*What you need to do*. Carry on the piece about keeping spending low and rebuilding savings after COVID, starting right after its last sentence.

*Text for analysis*.
# # # # #

Overall, according to statista.com in the US, a lot of people are spending less on most things. At the high end, 77% of respondents reported spending less on going out. At the low end, 8% of respondents reported spending less on health and hygiene products as well as household cleaning products.
As life goes back to ‘normal’ or the new normal, keeping expenses low is paramount. There is going to be the temptation to spend more on going out or maybe taking a vacation. Resist the urge to spoil yourself.
There are many benefits to maintaining lower expenses; increased flexibility, higher savings rate, financial security, etc. We are not saying you should deprive yourself, but it is important to remember to spend within your means. Pay yourself first (save), spend second.
Financial flexibility is important. Especially in a time of economic uncertainty where the economy is propped up and interest rates are low. Where governments continue to have central banks print money causing consumers to lose faith in them and the dollar. Where businesses are overvalued and continue to rise in value.
Having financial flexibility will allow you to take advantage of opportunities and other people’s financial missteps.
Increase Your Savings
As we mentioned above, increasing your savings can propel you ahead. With COVID having drained a significant amount of reserves for many people, replenishing emergency funds is key.
By keeping expenses low, you will be able to increase emergency funds much quicker. With many people worried about a second wave, and more potential shutdowns, the quicker you can stash away money the better.
For more on emergency funds, read Emergency Fund 101.
In addition to your emergency fund, you may also need to review how much you are putting into your nest egg. Your nest egg is a sum of money or assets you have set aside for a specific purpose, usually retirement.
Back in March, the stock market was hit hard. At the low point in Canada is was down almost 35% year to date. The peak to trough decline was nearly 38%.
Due to severe downturns, some nest eggs were hit hard. If you are young, it’s not as big of a deal because you have a lot of time to rebound. However, if you are nearing retirement, those losses could mean less income in retirement or delaying retirement by a couple of years.

# # # # #

*Data supplied*.
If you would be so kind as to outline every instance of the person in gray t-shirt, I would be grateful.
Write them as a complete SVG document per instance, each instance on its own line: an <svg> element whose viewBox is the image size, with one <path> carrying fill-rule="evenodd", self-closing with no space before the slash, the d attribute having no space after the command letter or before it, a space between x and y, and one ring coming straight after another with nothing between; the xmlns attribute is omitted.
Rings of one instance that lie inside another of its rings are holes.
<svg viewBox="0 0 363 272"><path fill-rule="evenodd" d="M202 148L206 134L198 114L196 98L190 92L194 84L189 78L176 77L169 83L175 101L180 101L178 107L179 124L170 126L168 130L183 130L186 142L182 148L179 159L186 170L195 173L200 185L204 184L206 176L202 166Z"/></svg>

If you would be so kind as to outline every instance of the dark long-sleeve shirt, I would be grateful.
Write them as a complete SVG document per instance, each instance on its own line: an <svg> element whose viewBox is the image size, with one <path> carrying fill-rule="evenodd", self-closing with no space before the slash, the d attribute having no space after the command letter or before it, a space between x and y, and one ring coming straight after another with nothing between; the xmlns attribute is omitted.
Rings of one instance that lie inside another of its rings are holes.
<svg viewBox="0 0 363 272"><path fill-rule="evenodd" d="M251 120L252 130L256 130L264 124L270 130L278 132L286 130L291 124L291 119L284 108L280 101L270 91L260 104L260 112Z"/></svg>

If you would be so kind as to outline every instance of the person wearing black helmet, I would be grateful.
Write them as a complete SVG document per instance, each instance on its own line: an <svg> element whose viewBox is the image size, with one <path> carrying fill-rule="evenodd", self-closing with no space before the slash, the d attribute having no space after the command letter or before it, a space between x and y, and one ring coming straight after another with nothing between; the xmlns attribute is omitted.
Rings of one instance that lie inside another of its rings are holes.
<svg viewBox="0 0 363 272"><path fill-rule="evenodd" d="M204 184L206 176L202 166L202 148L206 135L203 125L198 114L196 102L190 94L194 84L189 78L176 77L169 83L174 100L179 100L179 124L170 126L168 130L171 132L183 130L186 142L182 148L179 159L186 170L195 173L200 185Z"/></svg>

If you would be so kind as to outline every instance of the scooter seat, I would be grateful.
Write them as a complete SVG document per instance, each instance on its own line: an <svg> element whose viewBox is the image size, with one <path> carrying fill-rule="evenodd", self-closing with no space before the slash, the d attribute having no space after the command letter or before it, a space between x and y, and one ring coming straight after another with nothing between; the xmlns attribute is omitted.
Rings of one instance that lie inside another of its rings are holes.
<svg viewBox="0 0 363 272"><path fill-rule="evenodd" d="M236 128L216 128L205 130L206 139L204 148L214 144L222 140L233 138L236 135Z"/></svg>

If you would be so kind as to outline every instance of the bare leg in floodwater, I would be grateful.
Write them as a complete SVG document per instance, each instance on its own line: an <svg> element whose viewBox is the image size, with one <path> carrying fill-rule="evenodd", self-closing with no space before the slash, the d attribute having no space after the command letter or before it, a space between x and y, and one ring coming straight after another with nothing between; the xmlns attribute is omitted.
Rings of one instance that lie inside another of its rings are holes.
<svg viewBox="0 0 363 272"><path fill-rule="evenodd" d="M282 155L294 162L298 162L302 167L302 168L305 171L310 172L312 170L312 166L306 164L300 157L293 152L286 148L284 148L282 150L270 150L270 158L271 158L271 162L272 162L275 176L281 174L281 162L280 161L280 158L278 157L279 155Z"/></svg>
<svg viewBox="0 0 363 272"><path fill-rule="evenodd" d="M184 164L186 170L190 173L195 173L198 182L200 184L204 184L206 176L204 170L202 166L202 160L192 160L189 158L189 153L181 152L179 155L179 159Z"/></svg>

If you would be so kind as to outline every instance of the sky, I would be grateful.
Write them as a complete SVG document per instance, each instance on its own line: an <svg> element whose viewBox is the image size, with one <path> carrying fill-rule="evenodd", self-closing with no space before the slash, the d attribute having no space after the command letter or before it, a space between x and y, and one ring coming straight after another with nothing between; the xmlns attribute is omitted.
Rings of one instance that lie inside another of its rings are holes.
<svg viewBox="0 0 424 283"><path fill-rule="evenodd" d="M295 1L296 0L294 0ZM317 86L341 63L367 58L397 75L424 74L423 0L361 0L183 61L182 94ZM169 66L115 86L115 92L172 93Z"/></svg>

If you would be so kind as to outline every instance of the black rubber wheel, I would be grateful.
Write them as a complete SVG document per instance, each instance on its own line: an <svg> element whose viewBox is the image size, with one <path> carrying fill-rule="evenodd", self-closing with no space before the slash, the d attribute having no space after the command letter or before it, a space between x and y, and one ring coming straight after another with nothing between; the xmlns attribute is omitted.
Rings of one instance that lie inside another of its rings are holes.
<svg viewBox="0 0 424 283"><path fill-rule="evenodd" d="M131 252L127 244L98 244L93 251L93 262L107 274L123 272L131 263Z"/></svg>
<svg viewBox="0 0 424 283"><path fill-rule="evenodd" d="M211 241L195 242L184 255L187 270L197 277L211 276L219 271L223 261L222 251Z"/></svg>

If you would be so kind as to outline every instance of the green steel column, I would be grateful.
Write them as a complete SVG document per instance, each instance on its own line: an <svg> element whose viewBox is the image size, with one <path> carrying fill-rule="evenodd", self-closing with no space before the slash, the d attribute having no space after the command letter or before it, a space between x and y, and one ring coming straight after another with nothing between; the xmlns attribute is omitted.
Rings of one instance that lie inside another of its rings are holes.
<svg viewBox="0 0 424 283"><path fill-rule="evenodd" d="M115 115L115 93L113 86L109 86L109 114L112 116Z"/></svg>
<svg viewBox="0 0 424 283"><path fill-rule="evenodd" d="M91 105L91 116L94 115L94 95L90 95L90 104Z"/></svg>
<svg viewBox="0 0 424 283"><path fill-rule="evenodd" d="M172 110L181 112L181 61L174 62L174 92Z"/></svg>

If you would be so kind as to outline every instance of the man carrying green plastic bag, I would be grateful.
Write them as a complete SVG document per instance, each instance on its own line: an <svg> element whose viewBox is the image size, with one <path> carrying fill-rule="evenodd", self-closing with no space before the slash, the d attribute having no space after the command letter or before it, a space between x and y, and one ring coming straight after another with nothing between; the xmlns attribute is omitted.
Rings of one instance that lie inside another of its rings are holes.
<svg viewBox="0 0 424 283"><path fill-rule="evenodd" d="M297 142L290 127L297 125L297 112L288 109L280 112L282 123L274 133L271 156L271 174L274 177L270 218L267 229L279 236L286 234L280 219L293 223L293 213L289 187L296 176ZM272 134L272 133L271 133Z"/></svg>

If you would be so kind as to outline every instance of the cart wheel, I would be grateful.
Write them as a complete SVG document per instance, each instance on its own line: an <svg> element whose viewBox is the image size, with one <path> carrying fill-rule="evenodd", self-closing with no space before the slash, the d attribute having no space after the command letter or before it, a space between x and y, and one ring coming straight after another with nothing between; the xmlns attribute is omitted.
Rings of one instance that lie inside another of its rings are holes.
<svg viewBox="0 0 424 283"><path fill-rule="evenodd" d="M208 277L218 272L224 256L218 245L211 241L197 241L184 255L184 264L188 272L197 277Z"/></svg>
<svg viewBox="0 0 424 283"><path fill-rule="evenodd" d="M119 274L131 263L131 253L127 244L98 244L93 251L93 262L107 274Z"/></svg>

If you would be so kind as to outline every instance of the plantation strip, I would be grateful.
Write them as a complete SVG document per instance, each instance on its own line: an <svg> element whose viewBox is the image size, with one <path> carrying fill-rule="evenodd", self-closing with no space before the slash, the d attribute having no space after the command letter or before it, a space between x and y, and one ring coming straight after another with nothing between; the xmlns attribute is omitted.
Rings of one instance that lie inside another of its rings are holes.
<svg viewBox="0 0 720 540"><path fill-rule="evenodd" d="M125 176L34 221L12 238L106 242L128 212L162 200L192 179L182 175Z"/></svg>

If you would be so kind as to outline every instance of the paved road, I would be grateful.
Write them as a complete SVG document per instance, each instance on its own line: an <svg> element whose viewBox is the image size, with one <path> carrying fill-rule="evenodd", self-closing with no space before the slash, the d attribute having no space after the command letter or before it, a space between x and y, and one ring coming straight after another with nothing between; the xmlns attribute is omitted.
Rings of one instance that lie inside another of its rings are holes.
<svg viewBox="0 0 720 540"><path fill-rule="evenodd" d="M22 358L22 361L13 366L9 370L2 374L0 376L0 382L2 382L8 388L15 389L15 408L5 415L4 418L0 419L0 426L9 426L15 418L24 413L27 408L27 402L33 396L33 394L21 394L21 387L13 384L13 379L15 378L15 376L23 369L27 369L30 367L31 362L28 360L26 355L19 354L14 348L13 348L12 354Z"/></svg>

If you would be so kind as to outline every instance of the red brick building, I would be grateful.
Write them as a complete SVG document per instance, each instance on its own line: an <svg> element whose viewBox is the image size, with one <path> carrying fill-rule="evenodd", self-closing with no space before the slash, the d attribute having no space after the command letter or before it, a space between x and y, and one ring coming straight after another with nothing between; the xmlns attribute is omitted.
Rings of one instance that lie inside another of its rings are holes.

# # # # #

*Reply to the task*.
Yes, the market has rebounded significantly recouping most of those losses, but no one knows for sure when the next crash or correction is coming. For that reason, increasing your savings rate is a good way to ensure that your financial plan stays on schedule.
As time goes on we will continue to preach the importance of budgeting. You can think of having a budget and trying to stick to it as another goal you are trying to achieve. For more on goals read Defining and Achieving Financial Goals.
Having a budget, with some determination, can do wonders with helping you achieve your saving and financial goals. Below is a budgeting spreadsheet that we created. If you do not have one, feel free to use ours.
Tracking your income and expenses can be quite eye-opening. A good gauge is usually 3-6 months. After tracking everything for 3-6 months, you may be surprised how much of your money is going to certain things. Knowing where you are overspending and cutting back on certain things can increase your savings rate substantially.
Saving an extra $100 a month may not seem like a lot but over time, compound interest makes a big difference.
Ensure You are Employable
We mentioned this in How to Get Ahead Financially During COVID-19. Due to the forced shutdowns, a lot of people are out of work. Businesses are coming to a couple of realizations; 1) they may not need as many staff, as people are comfortable working from home; 2) they may not be able to open their doors when COVID is finally done.
According to an article on Yahoo News based on research done by Yelp, 41% of June business closures were permanent. With all these permanent business closures, there will be a lot of people looking for new jobs.
With so many additional people in the market for a job, and potentially your job, it is important to make sure you’re the best candidate. Make yourself irreplaceable at your current workplace. Maybe even learn a new skill that will help propel your career.
If you aren’t sure if you will have a job to go back to, dust off your resume now. It might have been a couple years since you updated it. Even if you have job security, it is still a good practice to update your resume every 6 months to a year.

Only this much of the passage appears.